[start]

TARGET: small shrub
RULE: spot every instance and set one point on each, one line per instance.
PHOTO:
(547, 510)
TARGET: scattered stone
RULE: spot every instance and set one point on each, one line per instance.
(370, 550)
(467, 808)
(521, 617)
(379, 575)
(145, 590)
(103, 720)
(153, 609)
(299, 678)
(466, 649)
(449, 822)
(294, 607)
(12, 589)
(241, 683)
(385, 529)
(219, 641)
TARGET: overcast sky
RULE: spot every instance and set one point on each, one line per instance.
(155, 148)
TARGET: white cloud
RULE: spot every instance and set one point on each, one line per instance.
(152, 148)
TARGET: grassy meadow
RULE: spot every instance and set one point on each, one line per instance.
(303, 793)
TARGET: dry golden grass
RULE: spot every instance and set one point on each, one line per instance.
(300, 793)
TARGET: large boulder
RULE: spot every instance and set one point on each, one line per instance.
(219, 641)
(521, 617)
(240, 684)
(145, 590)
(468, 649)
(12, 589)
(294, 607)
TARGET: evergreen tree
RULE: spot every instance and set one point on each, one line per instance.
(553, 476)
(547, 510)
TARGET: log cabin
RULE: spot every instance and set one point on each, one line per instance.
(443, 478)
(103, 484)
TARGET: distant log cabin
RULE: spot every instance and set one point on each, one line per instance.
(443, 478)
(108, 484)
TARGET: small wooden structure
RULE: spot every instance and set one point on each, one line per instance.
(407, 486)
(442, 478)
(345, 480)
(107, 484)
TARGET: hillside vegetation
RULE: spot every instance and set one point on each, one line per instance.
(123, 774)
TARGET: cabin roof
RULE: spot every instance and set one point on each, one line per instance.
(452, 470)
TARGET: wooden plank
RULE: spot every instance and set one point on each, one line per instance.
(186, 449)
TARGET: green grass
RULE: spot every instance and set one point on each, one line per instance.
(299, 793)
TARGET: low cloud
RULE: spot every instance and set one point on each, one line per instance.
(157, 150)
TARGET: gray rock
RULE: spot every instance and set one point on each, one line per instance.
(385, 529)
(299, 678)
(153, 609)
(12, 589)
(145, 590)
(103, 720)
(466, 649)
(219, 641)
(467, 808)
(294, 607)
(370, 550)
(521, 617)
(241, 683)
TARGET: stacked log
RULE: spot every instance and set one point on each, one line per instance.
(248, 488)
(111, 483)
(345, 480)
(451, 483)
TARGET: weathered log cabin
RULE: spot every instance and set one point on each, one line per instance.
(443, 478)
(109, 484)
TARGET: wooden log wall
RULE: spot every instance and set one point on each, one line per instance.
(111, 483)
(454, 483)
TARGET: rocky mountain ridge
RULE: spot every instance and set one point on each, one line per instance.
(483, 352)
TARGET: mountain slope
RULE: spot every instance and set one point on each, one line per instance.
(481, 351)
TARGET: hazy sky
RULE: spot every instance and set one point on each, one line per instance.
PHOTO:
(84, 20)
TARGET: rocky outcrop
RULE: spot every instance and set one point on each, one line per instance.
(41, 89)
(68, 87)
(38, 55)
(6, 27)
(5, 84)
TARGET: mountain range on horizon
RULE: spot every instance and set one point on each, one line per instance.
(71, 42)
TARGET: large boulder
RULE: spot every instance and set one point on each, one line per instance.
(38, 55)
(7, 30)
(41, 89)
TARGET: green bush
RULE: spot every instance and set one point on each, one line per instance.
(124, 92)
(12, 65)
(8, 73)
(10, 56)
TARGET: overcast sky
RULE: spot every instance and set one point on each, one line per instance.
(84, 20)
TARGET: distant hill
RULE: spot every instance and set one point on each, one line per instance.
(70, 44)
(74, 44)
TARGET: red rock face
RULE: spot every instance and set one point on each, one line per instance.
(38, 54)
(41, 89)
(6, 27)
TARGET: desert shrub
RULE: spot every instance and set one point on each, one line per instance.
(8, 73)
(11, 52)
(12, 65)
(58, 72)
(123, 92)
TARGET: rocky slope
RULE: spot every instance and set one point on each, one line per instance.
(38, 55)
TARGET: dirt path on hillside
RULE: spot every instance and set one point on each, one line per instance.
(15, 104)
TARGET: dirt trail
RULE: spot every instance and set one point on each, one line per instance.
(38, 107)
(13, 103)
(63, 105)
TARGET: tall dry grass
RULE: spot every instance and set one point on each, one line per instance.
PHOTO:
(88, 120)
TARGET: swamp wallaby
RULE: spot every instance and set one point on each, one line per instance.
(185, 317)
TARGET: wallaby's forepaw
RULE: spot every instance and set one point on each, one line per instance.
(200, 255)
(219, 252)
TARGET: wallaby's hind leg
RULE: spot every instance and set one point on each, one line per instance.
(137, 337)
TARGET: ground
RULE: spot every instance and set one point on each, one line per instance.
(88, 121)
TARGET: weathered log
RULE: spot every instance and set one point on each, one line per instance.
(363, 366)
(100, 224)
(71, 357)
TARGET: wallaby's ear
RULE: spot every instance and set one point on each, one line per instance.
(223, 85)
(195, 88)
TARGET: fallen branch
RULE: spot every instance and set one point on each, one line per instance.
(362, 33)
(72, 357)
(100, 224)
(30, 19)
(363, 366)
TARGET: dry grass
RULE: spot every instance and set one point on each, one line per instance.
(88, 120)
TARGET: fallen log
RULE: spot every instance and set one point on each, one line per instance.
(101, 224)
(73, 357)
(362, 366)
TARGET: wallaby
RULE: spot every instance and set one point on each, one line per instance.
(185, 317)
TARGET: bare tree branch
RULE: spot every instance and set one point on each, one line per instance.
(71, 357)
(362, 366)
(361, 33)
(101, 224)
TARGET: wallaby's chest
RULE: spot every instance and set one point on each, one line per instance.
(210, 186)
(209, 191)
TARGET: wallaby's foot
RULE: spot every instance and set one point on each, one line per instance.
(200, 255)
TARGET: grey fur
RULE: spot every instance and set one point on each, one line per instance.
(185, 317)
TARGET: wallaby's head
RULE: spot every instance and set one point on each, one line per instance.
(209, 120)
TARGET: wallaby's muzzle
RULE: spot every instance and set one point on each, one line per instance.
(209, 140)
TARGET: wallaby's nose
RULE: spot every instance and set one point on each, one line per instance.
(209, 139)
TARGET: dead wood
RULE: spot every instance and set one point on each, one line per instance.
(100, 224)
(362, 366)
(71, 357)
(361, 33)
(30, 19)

[end]

PROBLEM REQUIREMENTS: Write out all of the rows above again, switching every "spot" to "locate" and leaving everything else unchanged.

OUTPUT:
TARGET: small shrub
RULE: locate every instance and set one point on each, one line per instance.
PHOTO:
(547, 510)
TARGET: scattered stone
RULE: locate every instance and set one point on each, one line per instance.
(370, 550)
(467, 808)
(521, 617)
(379, 575)
(145, 590)
(103, 720)
(153, 609)
(299, 678)
(466, 649)
(449, 822)
(294, 607)
(12, 589)
(241, 683)
(385, 529)
(219, 641)
TARGET: overcast sky
RULE: locate every instance and set one point on each, one line per instance.
(155, 148)
TARGET: white cloud
RULE: locate every instance and set one point on each, one line per instance.
(152, 148)
TARGET: grassy meadow
RULE: locate every instance and set one point on each, one line per instance.
(303, 793)
TARGET: dry golden grass
RULE: locate every instance and set one point on each, one line per instance.
(300, 793)
TARGET: large boulder
RULE: locate every instance and set one point on each, one line per instance.
(219, 641)
(521, 617)
(240, 684)
(145, 590)
(468, 649)
(12, 589)
(294, 607)
TARGET: evergreen tree
RULE: locate every instance and set one point on each, one line per instance.
(553, 476)
(547, 510)
TARGET: log cabin
RULE: locate every instance and set one point on each, one line per instance.
(443, 478)
(103, 484)
TARGET: distant log cabin
RULE: locate every instance and set one point on each, one line per instance.
(443, 478)
(108, 484)
TARGET: small wooden structure
RULE: locate every instance and set one point on each, one line per instance.
(407, 486)
(442, 478)
(345, 480)
(107, 484)
TARGET: hillside vegetation
RULE: locate every instance and set one point on each, one line per instance.
(123, 774)
TARGET: cabin roof
RULE: locate every instance and set one point on each, one line per instance.
(452, 470)
TARGET: wooden plank
RULE: locate every instance and set one point on each, one line per instance.
(186, 449)
TARGET: green grass
RULE: locate every instance and set one point on each, one line per instance.
(299, 793)
TARGET: low cloud
RULE: locate every instance and set one point on each, one line per instance.
(157, 150)
TARGET: gray rock
RULE: locate every instance and set one point on each, one line per instance.
(385, 529)
(299, 678)
(153, 609)
(12, 589)
(145, 590)
(103, 720)
(466, 649)
(219, 641)
(467, 808)
(294, 607)
(370, 550)
(521, 617)
(241, 683)
TARGET: stacked log
RULE: locate every instance and set one point on each, one line per instance.
(248, 488)
(111, 483)
(345, 480)
(451, 483)
TARGET: weathered log cabin
RULE: locate every instance and set one point on each, one line per instance.
(443, 478)
(109, 484)
TARGET: wooden log wall
RULE: locate every instance and set one point on each, one line per instance.
(111, 483)
(454, 483)
TARGET: rocky mountain ridge
RULE: locate every instance and set one point on each, one line per instance.
(483, 352)
TARGET: mountain slope
RULE: locate every instance and set one point on each, one line per instance.
(481, 351)
TARGET: hazy sky
RULE: locate every instance and set one point on each, one line per instance.
PHOTO:
(84, 20)
TARGET: rocky outcrop
RULE: locate every instance and set one point on each, one line per instance.
(41, 89)
(68, 87)
(38, 55)
(6, 27)
(5, 84)
TARGET: mountain range on horizon
RULE: locate every instance and set one point on each, one line per instance.
(71, 42)
TARGET: large boulder
RULE: locate every instance and set one point on each, one line per instance.
(38, 55)
(7, 30)
(41, 89)
TARGET: green bush
RULE: locate every instance and set one point on each, one line per instance.
(124, 92)
(12, 65)
(8, 73)
(10, 56)
TARGET: overcast sky
RULE: locate every instance and set one point on each, one line per instance.
(84, 20)
TARGET: distant hill
RULE: locate every instance and set one point on each, one line per instance.
(70, 44)
(74, 44)
TARGET: red rock face
RULE: locate every instance and set one point on each, one line per instance.
(38, 54)
(41, 89)
(6, 27)
TARGET: desert shrub
RULE: locate every instance and set one point on each, one line per instance.
(8, 73)
(11, 52)
(12, 65)
(58, 72)
(123, 92)
TARGET: rocky slope
RULE: locate every instance and set one point on each, one line per instance.
(38, 55)
TARGET: dirt path on hillside
RULE: locate every instance and set one point on each, one line per instance.
(15, 104)
TARGET: dirt trail
RULE: locate every instance and set one point on each, one line per instance.
(38, 107)
(13, 103)
(63, 105)
TARGET: tall dry grass
RULE: locate every instance and set one point on each, one line per instance.
PHOTO:
(88, 120)
TARGET: swamp wallaby
RULE: locate every instance and set one point on each, one line per instance.
(185, 317)
TARGET: wallaby's forepaw
RULE: locate every instance and set one point on each, one line per instance.
(200, 255)
(219, 252)
TARGET: wallaby's hind leg
RULE: locate every instance and set one point on each, one line per instance.
(137, 337)
TARGET: ground
RULE: locate every instance and set one point on each, one line per instance.
(88, 121)
TARGET: weathered log
RULE: locate every instance and set one point on each, one line per instance.
(363, 366)
(100, 224)
(71, 357)
TARGET: wallaby's ear
RULE: locate every instance and set one point on each, one line per instance.
(223, 85)
(195, 88)
TARGET: fallen branch
RULE: locate every instance and set one point on each, one line per instance.
(362, 33)
(72, 357)
(100, 224)
(30, 19)
(363, 366)
TARGET: dry grass
RULE: locate every instance and set one point on each, one line per instance.
(88, 120)
TARGET: fallen log
RULE: locate every instance and set one point on each, one line per instance.
(101, 224)
(73, 357)
(362, 366)
TARGET: wallaby
RULE: locate every instance and set one point on each, one line per instance.
(185, 317)
TARGET: bare tree branch
RULE: locate every instance and set one point on each, one line per instance.
(71, 357)
(362, 366)
(361, 33)
(101, 224)
TARGET: wallaby's chest
RULE: locate every instance and set one point on each, one line per instance.
(210, 186)
(209, 191)
TARGET: wallaby's foot
RULE: locate every instance and set one point on each, one line per instance.
(200, 255)
TARGET: grey fur
RULE: locate every instance and set one point on each, one line per instance.
(185, 317)
TARGET: wallaby's head
RULE: locate every instance and set one point on each, one line per instance.
(209, 120)
TARGET: wallaby's muzzle
RULE: locate every instance and set one point on each, one line per instance.
(209, 140)
TARGET: wallaby's nose
RULE: locate every instance and set one point on each, one line per instance.
(209, 139)
TARGET: dead wood
RULE: locate every instance and set one point on each, one line per instance.
(100, 224)
(362, 366)
(71, 357)
(361, 33)
(30, 19)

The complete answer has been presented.